#### EXERCISE INPUT ####
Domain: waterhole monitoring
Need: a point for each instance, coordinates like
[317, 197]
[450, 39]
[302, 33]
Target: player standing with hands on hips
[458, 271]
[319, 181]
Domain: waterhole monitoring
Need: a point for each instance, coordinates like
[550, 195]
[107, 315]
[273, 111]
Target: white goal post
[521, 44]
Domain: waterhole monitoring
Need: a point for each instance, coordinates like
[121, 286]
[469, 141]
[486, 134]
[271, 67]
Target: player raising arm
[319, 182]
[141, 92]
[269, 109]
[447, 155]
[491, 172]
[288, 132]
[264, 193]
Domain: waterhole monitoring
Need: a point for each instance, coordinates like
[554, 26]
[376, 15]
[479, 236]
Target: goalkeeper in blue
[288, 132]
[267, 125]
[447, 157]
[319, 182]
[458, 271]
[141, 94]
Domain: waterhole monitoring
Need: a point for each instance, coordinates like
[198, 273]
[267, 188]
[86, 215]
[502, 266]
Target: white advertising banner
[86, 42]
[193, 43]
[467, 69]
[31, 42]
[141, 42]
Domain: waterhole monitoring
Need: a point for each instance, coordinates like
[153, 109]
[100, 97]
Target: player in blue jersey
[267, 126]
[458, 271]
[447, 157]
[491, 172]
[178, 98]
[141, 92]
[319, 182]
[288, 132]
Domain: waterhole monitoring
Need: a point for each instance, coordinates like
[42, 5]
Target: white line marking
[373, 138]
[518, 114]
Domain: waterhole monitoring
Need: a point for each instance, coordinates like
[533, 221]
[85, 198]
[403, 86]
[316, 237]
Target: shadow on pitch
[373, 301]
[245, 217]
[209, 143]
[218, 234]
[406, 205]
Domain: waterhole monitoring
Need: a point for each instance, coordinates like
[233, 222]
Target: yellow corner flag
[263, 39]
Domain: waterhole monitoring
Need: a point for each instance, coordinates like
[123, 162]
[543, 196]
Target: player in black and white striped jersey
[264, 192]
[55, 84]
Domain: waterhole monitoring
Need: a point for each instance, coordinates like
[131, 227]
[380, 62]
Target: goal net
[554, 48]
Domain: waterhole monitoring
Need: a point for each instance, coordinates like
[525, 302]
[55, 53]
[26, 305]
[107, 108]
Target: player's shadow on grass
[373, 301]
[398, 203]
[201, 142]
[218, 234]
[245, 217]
####
#### EXERCISE INPUT ####
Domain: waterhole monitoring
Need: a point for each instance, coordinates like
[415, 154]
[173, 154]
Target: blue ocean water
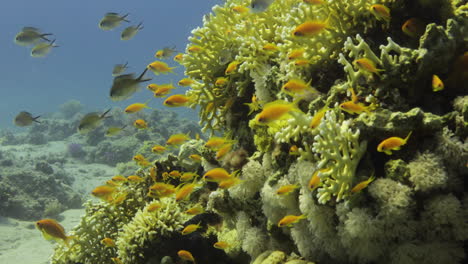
####
#### EXERCISE INPUT ####
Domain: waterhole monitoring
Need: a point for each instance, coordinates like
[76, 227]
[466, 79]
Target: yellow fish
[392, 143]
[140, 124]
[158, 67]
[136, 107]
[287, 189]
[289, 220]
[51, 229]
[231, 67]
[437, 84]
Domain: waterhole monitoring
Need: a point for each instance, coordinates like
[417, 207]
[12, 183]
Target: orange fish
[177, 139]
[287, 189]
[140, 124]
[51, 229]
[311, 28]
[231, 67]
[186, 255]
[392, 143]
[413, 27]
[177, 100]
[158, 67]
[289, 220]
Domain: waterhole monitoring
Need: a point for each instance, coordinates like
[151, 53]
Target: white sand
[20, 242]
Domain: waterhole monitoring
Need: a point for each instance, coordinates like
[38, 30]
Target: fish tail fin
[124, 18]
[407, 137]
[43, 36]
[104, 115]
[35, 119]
####
# PROBLEM DETAILS
Filter the records above down to the lines containing the word "shadow", and copy each of those lines.

# RESULT BELOW
Target: shadow on pitch
Target: player's shadow on grass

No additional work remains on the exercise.